*Instructions for the task*: Rewrite the lines below from the one containing "slope so the biologist can log the sighting." through the one containing "[0,0,800,248]", requests included, scaling every bounding-box coordinate in the answers by 0.6 and rounding to whole numbers with halves rounded up. Give only those lines.

Excerpts of labeled region data:

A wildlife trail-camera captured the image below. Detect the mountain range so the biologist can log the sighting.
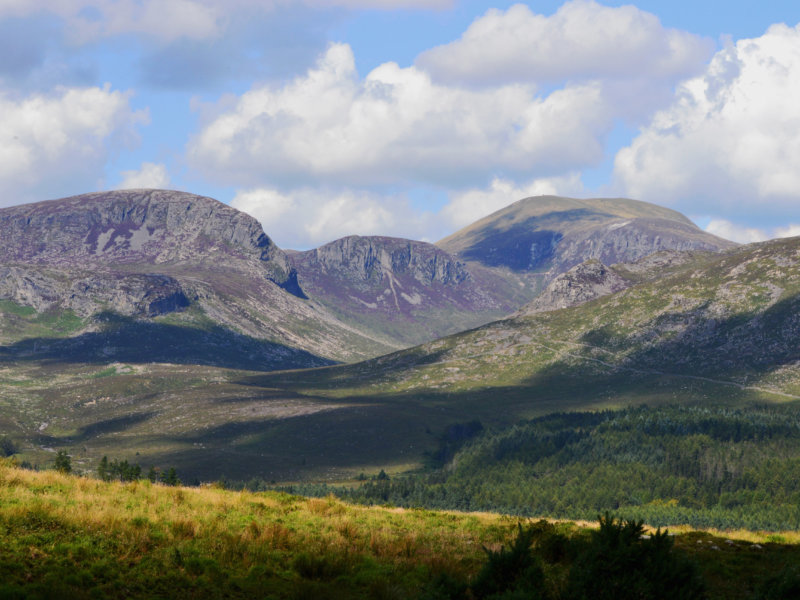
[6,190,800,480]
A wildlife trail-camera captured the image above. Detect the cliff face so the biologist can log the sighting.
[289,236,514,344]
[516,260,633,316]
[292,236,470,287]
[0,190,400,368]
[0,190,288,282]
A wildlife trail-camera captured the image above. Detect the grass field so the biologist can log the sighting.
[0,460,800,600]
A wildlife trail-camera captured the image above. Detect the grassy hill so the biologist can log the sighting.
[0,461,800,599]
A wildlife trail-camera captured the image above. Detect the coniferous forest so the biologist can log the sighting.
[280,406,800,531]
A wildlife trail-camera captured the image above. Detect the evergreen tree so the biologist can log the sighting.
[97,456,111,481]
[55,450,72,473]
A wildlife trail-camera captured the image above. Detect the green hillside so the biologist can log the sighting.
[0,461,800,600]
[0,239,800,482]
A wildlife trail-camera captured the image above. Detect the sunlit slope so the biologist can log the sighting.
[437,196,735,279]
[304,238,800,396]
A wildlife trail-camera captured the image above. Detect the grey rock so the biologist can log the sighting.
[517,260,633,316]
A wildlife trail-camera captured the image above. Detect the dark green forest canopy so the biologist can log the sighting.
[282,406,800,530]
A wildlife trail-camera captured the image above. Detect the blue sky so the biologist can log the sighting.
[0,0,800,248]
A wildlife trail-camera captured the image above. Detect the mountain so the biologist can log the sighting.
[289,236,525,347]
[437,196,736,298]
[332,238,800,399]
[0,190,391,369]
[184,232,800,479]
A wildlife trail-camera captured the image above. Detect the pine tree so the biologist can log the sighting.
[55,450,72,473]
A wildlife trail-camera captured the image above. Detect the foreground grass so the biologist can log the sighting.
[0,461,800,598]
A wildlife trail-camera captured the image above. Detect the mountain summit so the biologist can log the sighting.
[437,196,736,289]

*Task solution*:
A wildlife trail-camera captured the image above. Detect the sunlit slope so the biologist can log the sighting.
[262,118,441,167]
[182,143,480,238]
A wildlife trail-camera captured the image above. Detect the grey rock so the biologist can log the sighting.
[310,156,380,190]
A wildlife trail-camera captured the image above. Detect the dark green forest canopy so the biologist can log the sighting.
[169,244,480,318]
A wildlife trail-camera captured the image above. Detect the blue sky so the biologist can log the sighting.
[0,0,480,149]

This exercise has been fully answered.